Available data |

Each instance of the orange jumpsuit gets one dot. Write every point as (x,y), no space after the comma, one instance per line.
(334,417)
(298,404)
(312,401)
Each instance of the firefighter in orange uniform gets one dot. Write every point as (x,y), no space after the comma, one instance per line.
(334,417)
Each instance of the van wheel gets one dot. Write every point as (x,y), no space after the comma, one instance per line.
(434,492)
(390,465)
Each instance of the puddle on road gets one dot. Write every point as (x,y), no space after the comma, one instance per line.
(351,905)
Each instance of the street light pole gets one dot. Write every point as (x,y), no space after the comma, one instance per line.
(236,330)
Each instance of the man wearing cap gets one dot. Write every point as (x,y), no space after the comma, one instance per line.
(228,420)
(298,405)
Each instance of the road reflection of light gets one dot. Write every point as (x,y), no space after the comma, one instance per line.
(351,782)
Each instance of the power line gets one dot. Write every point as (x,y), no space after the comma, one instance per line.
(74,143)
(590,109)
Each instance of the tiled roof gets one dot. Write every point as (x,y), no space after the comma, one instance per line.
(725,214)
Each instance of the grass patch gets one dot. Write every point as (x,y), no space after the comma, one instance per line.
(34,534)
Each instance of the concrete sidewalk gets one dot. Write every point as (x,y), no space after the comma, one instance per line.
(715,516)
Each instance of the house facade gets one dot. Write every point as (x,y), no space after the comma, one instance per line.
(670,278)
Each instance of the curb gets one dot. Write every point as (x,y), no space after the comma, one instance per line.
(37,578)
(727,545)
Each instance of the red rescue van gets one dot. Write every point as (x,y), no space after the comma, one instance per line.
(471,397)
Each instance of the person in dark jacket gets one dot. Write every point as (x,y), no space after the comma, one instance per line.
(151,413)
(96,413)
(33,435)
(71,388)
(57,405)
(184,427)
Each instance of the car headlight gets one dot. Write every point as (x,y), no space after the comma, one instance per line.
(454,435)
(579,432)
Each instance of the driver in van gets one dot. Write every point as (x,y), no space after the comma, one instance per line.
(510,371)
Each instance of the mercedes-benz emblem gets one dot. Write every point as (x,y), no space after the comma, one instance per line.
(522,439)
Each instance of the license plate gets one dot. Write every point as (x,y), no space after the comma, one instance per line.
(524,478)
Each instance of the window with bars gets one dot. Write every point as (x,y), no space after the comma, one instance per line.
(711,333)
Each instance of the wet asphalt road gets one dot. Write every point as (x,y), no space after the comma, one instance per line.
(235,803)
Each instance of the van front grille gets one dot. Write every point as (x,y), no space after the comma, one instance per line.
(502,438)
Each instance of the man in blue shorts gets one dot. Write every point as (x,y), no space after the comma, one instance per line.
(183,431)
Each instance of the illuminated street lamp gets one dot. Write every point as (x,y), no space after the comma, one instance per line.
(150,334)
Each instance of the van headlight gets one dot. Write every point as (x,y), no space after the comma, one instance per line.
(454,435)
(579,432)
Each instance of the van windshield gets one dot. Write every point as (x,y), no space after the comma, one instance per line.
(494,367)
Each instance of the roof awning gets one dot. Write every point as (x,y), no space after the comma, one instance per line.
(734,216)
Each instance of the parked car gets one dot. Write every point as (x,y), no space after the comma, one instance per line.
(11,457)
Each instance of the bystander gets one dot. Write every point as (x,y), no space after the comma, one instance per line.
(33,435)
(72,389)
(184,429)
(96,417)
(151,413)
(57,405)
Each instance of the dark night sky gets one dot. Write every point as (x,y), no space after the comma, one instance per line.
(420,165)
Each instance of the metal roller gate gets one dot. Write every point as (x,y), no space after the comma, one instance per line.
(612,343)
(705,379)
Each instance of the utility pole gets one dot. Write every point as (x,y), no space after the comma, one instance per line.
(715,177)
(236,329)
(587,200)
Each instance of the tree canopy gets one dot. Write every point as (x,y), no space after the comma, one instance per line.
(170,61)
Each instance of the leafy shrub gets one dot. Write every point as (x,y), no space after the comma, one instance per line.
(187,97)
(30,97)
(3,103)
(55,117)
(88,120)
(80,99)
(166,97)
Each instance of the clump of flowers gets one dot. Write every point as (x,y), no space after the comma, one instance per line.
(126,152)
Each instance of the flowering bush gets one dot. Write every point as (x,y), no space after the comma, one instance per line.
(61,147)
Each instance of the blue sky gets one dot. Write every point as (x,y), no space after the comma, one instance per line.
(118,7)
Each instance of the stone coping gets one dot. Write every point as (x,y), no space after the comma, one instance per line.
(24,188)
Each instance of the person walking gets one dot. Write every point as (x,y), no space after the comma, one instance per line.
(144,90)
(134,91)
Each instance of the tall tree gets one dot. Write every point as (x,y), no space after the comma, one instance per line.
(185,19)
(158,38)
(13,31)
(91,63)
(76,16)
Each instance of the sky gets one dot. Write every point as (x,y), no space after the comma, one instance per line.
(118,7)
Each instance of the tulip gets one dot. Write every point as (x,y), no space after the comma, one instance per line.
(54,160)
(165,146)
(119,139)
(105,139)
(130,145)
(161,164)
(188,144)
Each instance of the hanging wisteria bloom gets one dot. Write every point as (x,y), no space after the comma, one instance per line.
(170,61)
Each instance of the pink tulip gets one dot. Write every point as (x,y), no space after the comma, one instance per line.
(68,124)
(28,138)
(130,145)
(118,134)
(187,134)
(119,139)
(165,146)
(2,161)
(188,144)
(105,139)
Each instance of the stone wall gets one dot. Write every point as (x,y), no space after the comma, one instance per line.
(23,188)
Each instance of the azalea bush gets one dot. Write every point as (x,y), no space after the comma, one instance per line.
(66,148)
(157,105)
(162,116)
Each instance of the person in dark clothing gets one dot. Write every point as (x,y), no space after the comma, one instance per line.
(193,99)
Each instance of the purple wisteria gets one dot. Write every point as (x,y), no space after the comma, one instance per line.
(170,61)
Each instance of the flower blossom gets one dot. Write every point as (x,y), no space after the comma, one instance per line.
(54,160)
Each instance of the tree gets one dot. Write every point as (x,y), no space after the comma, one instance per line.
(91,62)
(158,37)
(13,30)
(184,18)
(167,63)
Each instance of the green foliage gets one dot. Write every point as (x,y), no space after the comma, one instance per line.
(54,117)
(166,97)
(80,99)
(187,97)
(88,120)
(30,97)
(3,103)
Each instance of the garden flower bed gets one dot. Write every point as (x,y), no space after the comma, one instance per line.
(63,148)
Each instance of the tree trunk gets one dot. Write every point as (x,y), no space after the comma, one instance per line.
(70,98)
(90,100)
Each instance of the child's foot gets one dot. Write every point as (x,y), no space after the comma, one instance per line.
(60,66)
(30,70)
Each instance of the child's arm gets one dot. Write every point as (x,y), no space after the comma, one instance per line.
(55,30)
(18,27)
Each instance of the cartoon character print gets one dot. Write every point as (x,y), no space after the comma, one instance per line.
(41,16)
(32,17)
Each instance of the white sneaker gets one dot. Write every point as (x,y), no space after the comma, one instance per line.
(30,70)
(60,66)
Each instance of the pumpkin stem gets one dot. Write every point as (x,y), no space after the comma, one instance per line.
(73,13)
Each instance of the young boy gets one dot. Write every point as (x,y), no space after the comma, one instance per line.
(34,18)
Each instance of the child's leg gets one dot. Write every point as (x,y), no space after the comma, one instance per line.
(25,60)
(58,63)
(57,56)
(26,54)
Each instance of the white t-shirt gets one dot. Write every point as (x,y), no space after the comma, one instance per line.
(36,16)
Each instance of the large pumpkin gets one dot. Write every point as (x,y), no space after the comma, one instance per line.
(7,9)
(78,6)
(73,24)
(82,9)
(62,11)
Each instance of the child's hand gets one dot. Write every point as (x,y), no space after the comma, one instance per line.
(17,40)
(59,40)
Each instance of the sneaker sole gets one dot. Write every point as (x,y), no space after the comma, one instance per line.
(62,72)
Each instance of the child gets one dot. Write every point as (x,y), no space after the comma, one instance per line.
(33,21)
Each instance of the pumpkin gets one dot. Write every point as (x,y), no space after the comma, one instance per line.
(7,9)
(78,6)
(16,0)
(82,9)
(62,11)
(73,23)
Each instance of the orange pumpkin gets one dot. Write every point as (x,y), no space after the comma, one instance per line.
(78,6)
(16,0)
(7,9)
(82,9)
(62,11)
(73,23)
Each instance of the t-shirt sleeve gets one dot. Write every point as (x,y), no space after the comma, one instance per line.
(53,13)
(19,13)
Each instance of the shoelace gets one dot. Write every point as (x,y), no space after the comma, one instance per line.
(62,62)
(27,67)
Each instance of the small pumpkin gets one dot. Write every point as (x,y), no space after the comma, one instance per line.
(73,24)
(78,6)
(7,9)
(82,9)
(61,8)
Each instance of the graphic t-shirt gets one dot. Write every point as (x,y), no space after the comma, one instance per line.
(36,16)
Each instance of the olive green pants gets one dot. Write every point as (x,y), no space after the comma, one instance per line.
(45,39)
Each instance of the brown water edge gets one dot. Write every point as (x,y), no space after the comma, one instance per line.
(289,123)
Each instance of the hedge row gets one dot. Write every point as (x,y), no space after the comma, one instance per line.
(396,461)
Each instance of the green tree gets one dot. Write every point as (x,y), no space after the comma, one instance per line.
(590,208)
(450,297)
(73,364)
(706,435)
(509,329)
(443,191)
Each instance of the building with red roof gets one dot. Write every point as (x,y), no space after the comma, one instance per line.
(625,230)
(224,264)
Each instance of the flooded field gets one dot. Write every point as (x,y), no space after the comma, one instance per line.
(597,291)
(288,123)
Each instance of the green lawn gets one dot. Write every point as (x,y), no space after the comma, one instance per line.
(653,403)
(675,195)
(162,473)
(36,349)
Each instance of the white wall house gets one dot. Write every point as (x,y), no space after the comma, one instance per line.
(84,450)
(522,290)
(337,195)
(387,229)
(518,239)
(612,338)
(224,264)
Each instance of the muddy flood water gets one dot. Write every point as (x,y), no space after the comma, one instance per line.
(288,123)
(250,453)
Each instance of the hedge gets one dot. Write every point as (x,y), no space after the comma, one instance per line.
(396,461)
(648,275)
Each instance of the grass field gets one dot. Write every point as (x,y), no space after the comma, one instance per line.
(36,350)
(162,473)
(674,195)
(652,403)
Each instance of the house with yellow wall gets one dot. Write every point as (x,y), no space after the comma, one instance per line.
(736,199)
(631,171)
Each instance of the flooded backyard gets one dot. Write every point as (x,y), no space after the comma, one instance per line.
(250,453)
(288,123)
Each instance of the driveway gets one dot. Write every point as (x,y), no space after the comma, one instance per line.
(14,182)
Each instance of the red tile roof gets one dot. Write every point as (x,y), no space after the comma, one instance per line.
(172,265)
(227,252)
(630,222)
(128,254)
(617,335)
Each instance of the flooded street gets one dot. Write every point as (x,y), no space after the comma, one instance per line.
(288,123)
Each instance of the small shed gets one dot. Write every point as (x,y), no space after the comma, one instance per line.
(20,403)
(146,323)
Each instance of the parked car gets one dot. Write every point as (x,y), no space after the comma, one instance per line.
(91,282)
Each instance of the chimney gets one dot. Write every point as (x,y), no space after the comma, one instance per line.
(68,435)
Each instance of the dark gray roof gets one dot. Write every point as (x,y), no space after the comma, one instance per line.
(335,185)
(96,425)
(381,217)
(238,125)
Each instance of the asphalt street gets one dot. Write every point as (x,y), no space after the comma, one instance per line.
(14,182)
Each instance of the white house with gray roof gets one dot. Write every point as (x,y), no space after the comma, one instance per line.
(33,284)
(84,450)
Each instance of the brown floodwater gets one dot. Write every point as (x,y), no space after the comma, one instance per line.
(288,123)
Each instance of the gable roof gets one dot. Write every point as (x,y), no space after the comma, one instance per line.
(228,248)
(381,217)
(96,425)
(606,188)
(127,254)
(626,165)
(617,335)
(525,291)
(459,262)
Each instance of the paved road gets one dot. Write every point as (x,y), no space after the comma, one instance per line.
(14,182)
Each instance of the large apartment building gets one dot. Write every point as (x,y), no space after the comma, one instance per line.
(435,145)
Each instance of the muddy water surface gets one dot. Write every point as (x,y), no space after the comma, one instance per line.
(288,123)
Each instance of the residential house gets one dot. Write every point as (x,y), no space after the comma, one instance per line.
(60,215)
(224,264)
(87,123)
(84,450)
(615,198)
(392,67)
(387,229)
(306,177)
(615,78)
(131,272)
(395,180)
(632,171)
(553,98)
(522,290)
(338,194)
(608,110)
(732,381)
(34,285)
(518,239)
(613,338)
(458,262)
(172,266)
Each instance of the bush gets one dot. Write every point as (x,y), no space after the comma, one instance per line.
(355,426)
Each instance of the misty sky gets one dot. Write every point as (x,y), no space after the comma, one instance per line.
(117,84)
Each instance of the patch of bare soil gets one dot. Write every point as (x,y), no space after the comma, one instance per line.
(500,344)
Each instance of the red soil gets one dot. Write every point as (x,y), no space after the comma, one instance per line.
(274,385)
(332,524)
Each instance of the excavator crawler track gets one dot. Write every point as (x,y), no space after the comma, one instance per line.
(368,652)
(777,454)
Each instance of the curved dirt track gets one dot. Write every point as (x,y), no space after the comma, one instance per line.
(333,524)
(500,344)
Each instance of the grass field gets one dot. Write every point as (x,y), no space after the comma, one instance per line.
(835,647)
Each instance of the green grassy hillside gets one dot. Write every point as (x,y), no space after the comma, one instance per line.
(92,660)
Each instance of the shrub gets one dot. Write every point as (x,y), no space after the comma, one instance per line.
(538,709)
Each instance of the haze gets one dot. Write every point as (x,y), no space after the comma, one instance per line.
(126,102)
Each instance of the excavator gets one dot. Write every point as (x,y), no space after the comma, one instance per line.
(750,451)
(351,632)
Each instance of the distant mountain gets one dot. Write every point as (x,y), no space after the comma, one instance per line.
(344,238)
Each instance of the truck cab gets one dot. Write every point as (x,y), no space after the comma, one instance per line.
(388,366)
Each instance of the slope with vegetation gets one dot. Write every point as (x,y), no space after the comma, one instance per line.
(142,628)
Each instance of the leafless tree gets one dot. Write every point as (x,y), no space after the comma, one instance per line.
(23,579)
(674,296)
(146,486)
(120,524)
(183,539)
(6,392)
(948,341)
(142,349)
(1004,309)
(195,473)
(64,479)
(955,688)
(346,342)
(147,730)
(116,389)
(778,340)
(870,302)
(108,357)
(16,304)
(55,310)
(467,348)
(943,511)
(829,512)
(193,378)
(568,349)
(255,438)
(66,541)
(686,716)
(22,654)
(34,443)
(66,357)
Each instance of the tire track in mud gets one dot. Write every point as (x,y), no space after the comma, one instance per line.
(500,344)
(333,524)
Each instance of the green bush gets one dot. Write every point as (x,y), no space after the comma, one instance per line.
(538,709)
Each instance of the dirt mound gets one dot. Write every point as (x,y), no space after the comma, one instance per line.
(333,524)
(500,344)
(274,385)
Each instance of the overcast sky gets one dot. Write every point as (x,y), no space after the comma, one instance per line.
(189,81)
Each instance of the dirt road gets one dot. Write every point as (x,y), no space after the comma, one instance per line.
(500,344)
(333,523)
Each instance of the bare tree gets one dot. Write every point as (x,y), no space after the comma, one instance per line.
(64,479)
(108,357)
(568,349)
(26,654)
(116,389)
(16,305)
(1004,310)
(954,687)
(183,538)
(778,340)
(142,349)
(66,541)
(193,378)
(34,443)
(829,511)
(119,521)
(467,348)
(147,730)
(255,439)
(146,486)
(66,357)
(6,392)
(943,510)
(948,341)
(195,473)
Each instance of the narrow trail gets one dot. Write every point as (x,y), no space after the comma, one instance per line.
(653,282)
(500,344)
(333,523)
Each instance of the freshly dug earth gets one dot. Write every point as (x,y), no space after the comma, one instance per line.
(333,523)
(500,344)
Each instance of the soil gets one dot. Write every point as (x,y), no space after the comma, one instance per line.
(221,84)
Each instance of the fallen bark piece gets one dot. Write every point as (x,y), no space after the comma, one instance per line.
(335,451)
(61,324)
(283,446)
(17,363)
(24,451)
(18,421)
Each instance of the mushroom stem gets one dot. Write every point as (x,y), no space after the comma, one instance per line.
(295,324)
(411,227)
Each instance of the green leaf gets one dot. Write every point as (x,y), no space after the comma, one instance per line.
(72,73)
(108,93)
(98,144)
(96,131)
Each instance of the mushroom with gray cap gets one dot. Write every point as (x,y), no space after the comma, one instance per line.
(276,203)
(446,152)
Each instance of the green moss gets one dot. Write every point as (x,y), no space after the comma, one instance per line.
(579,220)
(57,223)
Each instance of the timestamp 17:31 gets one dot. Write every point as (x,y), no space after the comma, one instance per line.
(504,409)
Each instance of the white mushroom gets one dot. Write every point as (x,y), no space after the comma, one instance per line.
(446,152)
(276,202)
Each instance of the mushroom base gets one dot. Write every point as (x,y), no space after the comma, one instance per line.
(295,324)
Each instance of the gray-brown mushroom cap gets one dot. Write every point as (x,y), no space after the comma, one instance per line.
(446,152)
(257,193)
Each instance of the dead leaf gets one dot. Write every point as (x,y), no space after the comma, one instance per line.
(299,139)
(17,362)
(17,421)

Task to carry out | Copy out exactly the line holding "Each instance of the soil" and each line after it through the end of the entries, and leave out everything else.

Task response |
Each instance of the soil gets one dot. Write every point as (x,y), no space after the comma, one instance per line.
(221,84)
Each instance of the fallen bark piece gets one dot. Write every point as (x,y), no space after the comma, one instance per line.
(335,451)
(61,324)
(283,446)
(17,363)
(24,451)
(18,421)
Each instance of the mushroom stem gets one dot. Write every point as (x,y), no space after the comma, one instance per line.
(295,324)
(411,227)
Each instance of the green leaf gets one dot. Write every point as (x,y), no space after the comma, one instance per line.
(72,73)
(108,93)
(98,144)
(96,131)
Each instance of the mushroom with gray cap gets one dot. Write every point as (x,y), no space after the comma, one instance per line.
(276,203)
(446,152)
Each instance of the green moss gets one dot. Write every point as (x,y), no space after the comma, one instance per line.
(579,220)
(57,223)
Each instance of the timestamp 17:31 gets one dot. Write every point as (x,y), no space after the comma, one instance per line.
(504,409)
Each instance of the white mushroom gets one dot. Write every point as (x,y), no space after the comma, one instance per line.
(446,152)
(276,202)
Each instance of the mushroom base gets one dot. Write every point as (x,y), no space after the comma, one instance per line.
(295,324)
Each instance of the gray-brown mushroom cap gets one dot. Write every point as (x,y), no space after the comma, one instance per line.
(446,152)
(257,193)
Each instance of the dead leaf gets one dot. Write every point as (x,y), no space after the comma, one instance per line.
(299,139)
(17,362)
(17,421)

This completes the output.